* [What this task involves]
Update the records below by replacing every "annotate" with "mark" and leaving all other text unchanged.

* [Data records]
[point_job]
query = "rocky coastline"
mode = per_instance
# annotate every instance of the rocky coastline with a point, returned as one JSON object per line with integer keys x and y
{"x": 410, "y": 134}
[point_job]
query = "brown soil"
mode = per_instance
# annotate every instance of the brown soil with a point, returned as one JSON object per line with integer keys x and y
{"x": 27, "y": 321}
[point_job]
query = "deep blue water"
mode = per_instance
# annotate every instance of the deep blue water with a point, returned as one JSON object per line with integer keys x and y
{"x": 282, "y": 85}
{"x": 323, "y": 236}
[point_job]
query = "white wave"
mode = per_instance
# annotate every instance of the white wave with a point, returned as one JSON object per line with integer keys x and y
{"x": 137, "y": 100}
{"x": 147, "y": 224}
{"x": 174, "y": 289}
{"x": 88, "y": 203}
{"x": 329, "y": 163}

* [Exercise answer]
[point_job]
query = "rocky coastline"
mode = per_instance
# mark every instance of the rocky coastline with a point, returned as one JSON object per line with integer keys x and y
{"x": 410, "y": 134}
[point_job]
query = "brown soil"
mode = per_instance
# mark every instance of the brown soil with a point, returned as one JSON object per line with integer keys x and y
{"x": 27, "y": 321}
[point_job]
query = "deep blue water"
mode = per_instance
# mark every instance of the deep blue water with a point, returned as one JSON object per line with integer keys x and y
{"x": 282, "y": 85}
{"x": 323, "y": 236}
[point_job]
query = "white wave"
mode = per_instance
# mark every instance of the white wave with a point, returned as one JSON object per line with integer keys x and y
{"x": 137, "y": 100}
{"x": 147, "y": 224}
{"x": 174, "y": 289}
{"x": 88, "y": 203}
{"x": 329, "y": 163}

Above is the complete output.